▶ **Page text**
Creamy White Chicken Chili

This creamy White Chicken Chili is the ultimate comfort food with shredded chicken, white beans, green chiles, and warming spices in every spoonful. Perfect for meal prep or feeding a crowd.
Prep Time 10 minutes
Cook Time 25 minutes
Total Time 45 minutes
Servings: 5 people
Course: Main Course
Cuisine: American
Calories: 402

Ingredients
  

  • 1 tablespoon olive oil
  • 1 small yellow onion, chopped (about ½ cup)
  • 2 cloves garlic, finely minced (or 1 ½ teaspoons garlic powder)
  • 2.5 cups low-sodium chicken broth
  • 2 4 oz cans diced green chilies
  • 1.5 teaspoons ground cumin
  • 1/4 teaspoon cayenne pepper
  • 1/2 teaspoon dried oregano
  • 1/2 teaspoon paprika
  • 1/2 small lime, juice from
  • salt and freshly ground black pepper, to taste
  • 2 15 oz cans great northern beans
  • 1 cup sour cream (or plain Greek yogurt)
  • 1 cup corn (frozen or fresh)
  • 2 heaping cups cooked chicken, shredded (rotisserie or left-over chicken)
  • Fresh cilantro
  • shredded cheese
  • tortilla chips
  • green onions
  • avocado

Method
 

  1. Heat olive oil in a large pot over medium-high heat. Add onion and sauté until softened, 3-5 minutes. Add garlic and cook for 30 seconds.
  2. Add chicken broth, green chilies, cumin, cayenne, paprika, oregano, lime juice, and season with salt and pepper to taste.
  3. Drain and rinse beans. Measure out a big ladleful of the beans and add to a food processor with a splash of the broth. Puree until smooth.
  4. Add pureed beans, whole beans and corn to the soup pot. Bring the mixture to a simmer and cook, uncovered, for 15 to 30 minutes.
  5. Remove from heat and stir in sour cream and cooked chicken.
  6. Serve garnished with cilantro, shredded cheese, avocado slices, and tortilla chips if desired.

Notes

This recipe can be made on the stovetop, slow cooker, or Instant Pot.

▶ **Stored records**
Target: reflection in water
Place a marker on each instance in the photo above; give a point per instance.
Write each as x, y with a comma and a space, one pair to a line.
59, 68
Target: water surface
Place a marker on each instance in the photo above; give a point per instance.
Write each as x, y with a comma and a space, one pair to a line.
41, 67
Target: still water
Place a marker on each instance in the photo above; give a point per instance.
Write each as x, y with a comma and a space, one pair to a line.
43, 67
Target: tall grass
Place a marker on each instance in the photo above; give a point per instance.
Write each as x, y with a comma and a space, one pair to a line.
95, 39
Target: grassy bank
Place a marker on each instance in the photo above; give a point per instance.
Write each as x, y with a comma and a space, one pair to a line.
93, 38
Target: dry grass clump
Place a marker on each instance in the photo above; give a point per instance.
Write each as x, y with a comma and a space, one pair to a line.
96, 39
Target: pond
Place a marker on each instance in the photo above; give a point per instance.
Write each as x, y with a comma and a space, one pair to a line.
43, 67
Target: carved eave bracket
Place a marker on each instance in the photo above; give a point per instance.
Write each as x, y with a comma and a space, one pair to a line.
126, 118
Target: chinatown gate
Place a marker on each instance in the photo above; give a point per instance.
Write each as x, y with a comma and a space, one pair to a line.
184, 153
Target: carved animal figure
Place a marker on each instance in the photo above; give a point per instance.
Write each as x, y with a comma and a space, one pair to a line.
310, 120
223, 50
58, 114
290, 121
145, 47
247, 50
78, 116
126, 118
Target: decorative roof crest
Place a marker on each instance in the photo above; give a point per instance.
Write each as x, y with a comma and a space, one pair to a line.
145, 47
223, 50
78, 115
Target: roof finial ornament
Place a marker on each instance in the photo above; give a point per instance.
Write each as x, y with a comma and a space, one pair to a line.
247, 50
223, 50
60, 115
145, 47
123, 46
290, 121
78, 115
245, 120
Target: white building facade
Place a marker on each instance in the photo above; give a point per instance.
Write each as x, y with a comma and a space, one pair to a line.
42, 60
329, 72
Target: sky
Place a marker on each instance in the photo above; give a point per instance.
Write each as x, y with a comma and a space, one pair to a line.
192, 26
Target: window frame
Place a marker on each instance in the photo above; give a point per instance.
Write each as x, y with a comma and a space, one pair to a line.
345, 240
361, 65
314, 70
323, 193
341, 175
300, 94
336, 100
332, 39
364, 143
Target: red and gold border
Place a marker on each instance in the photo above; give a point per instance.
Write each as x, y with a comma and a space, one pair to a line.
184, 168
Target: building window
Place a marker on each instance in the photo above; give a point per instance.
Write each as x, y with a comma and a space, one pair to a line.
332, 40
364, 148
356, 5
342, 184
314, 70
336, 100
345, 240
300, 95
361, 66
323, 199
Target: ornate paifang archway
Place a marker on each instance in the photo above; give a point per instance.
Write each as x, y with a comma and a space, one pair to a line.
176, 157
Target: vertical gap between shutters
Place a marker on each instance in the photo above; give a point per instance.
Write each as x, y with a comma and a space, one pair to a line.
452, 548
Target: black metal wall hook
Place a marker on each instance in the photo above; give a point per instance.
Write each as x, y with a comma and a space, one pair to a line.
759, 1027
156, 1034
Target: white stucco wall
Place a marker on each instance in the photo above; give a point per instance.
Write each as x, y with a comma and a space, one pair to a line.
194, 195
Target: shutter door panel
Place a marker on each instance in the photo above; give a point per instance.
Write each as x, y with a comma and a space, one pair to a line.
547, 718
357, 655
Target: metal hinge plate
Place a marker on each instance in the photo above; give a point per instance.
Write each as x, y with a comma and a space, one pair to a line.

▶ **Stated exercise**
Print the part of the white chicken chili recipe starting at "2. Add chicken" and ending at "Puree until smooth.", word for word. Work only from the recipe text; the entries play no part here.

▶ **The answer**
2. Add chicken broth, green chilies, cumin, cayenne, paprika, oregano, lime juice, and season with salt and pepper to taste.
  3. Drain and rinse beans. Measure out a big ladleful of the beans and add to a food processor with a splash of the broth. Puree until smooth.